### The task
Nothing but the line with "Locate every instance of the display" and the lines after it, through the end of the records below, is to be repeated, exactly as it is.

### Recorded information
[BEGIN]

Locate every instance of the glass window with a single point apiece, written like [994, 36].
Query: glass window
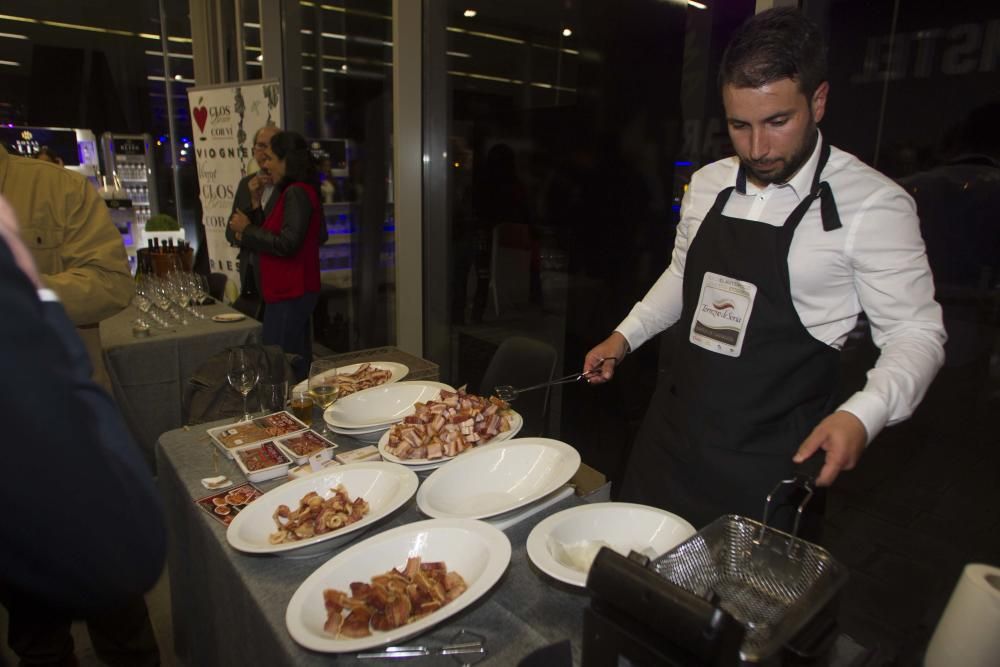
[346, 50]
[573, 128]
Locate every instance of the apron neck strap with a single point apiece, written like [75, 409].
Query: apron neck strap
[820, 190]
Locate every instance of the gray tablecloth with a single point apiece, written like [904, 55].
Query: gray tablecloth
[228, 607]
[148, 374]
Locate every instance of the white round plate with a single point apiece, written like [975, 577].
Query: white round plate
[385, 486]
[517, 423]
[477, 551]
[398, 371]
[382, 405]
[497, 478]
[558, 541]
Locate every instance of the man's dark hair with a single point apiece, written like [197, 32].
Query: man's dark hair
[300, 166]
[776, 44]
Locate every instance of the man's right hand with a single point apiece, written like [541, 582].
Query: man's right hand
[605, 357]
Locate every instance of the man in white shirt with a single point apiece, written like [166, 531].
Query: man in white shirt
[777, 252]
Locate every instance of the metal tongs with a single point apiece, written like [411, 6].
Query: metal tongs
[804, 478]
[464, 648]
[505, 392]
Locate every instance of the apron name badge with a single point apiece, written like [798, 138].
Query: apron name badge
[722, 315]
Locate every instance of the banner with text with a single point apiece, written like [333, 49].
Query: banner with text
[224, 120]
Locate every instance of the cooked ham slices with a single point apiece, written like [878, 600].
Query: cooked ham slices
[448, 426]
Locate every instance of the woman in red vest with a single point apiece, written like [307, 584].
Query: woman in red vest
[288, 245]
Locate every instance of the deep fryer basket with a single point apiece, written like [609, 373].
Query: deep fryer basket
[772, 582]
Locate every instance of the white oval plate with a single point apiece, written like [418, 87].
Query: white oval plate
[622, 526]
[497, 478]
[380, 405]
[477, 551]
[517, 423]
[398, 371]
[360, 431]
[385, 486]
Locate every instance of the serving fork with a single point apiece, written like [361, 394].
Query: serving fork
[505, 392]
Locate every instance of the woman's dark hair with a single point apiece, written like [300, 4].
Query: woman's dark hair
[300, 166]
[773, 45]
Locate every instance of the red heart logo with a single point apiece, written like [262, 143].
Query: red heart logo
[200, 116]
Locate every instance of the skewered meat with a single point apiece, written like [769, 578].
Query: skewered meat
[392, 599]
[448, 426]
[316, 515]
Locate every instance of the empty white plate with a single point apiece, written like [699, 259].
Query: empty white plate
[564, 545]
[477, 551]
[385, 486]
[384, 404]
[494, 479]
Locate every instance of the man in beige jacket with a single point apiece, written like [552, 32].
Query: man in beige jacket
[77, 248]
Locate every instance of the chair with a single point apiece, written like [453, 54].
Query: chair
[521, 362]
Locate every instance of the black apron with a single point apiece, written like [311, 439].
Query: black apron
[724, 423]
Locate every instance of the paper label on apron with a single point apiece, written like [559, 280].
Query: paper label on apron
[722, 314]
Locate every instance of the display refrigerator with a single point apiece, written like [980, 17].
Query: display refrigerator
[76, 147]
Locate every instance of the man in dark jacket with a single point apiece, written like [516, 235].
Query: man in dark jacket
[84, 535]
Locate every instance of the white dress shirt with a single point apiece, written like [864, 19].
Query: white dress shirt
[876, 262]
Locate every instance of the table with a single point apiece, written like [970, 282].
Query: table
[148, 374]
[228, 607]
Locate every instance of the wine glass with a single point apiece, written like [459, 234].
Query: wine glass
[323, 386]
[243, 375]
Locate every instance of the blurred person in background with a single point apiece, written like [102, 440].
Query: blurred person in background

[END]

### Answer to this exercise
Locate every instance of the display refrigerator with a single point apiece, written like [980, 17].
Query: display refrigerator
[76, 147]
Locate every instance of the man in dark jacket with a single point apiece, written like [516, 235].
Query: man in dark jacket
[84, 535]
Locate every instance of the white dress shirt with a single point apiece, written like [864, 19].
Query: white dress shirt
[876, 262]
Locate every instance of the table with a single point apiece, written like [970, 282].
Query: table
[148, 374]
[228, 607]
Locate every instance of the wine glass with a single point apiece, written like [459, 234].
Query: wine glass
[323, 386]
[243, 375]
Locate every instance of the blurred person in background with a single point apiece, written like [102, 440].
Query: blurred person in background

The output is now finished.